## TASK ITEM
Copy out the full article on HIV infection among pregnant women in Congo, word for word.

Fewer pregnant women with HIV in Congo
This article originally appeared in www.irinnews.org.
The HIV infection rate has declined among pregnant women in the Republic of Congo from 3.4 percent in 2009 to 2.8 percent in 2012, according to a study by the Ministry of Health, which said it had taken specific action to help this section of the population.
“This significant decrease is due to many innovative and effective actions: screening using a mobile unit, as well as HIV/AIDS fairs throughout Congo to help inform young people about their vulnerability,” said Health Minister François Ibovi. “We have been urging pregnant women to get tested – and they are doing so. This allows them to receive treatment if they are HIV-positive, and their newborn children are supported in terms of antiretrovirals (ARVs),” Franck Marie Puruehnce, executive secretary of the National Council for Combating HIV/AIDS (CNLS), told IRIN. “HIV infection among pregnant women is continuing to fall,” she said, adding that despite this decline, the epidemic is becoming more feminine-specific “due to the low purchasing power of women, who are sometimes unable to avoid risky sexual encounters”. According to Puruehnce, protection of mother-to-child transmission services are available in health centres throughout the country. Officially, HIV/AIDS prevalence in Congo is 3.2 percent, against 4.2 percent in 2003. The country (population 3.6 million) has 83,000 patients; women are twice as affected as men. HIV rates vary according to different sections of the population. They are 7.5 percent among sex workers and 26 percent among homosexuals. For Michel Bitemo, monitoring, evaluation and strategic information adviser at the UNAIDS office in Brazzaville, “the best protection against AIDS is knowing your status… “We must move towards universal knowledge of HIV infection,” he advised, regretting the fact that only 12 percent of people knew their HIV status.

## RECORDS PROVIDED

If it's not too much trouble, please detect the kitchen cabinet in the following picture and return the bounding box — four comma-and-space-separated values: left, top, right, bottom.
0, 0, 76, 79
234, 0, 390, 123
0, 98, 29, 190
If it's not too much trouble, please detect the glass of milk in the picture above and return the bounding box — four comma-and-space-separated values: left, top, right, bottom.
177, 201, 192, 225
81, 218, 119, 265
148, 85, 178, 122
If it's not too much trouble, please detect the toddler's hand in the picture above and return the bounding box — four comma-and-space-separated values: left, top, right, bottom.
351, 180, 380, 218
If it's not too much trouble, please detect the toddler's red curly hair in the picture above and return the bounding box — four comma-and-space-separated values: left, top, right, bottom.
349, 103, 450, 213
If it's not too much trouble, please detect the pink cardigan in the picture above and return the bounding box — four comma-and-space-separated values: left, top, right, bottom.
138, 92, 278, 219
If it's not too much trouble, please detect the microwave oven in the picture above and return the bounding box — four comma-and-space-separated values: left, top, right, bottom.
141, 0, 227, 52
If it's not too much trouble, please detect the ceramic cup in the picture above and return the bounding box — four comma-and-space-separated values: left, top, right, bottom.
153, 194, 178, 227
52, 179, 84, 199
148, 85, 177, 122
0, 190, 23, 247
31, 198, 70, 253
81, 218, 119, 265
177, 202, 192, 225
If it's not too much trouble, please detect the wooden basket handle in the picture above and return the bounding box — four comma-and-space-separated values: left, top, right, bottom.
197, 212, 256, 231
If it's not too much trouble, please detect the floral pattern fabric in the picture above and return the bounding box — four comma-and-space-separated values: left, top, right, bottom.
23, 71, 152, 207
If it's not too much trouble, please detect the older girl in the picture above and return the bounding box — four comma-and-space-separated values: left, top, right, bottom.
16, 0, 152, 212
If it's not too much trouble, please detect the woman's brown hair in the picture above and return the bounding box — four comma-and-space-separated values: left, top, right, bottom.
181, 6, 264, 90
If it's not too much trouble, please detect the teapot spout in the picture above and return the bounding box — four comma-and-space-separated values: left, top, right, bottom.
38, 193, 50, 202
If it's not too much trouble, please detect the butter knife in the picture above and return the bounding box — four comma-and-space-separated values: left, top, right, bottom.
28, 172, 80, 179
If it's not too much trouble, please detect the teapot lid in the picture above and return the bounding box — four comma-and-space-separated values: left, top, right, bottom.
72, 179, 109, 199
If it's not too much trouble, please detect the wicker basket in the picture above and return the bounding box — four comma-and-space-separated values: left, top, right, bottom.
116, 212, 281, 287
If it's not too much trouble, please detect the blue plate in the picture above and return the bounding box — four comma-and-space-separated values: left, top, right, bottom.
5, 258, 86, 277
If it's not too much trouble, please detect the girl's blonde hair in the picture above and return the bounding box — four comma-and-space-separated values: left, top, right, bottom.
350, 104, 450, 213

## COMPLETED TASK
Fewer pregnant women with HIV in Congo
This article originally appeared in www.irinnews.org.
The HIV infection rate has declined among pregnant women in the Republic of Congo from 3.4 percent in 2009 to 2.8 percent in 2012, according to a study by the Ministry of Health, which said it had taken specific action to help this section of the population.
“This significant decrease is due to many innovative and effective actions: screening using a mobile unit, as well as HIV/AIDS fairs throughout Congo to help inform young people about their vulnerability,” said Health Minister François Ibovi. “We have been urging pregnant women to get tested – and they are doing so. This allows them to receive treatment if they are HIV-positive, and their newborn children are supported in terms of antiretrovirals (ARVs),” Franck Marie Puruehnce, executive secretary of the National Council for Combating HIV/AIDS (CNLS), told IRIN. “HIV infection among pregnant women is continuing to fall,” she said, adding that despite this decline, the epidemic is becoming more feminine-specific “due to the low purchasing power of women, who are sometimes unable to avoid risky sexual encounters”. According to Puruehnce, protection of mother-to-child transmission services are available in health centres throughout the country. Officially, HIV/AIDS prevalence in Congo is 3.2 percent, against 4.2 percent in 2003. The country (population 3.6 million) has 83,000 patients; women are twice as affected as men. HIV rates vary according to different sections of the population. They are 7.5 percent among sex workers and 26 percent among homosexuals. For Michel Bitemo, monitoring, evaluation and strategic information adviser at the UNAIDS office in Brazzaville, “the best protection against AIDS is knowing your status… “We must move towards universal knowledge of HIV infection,” he advised, regretting the fact that only 12 percent of people knew their HIV status.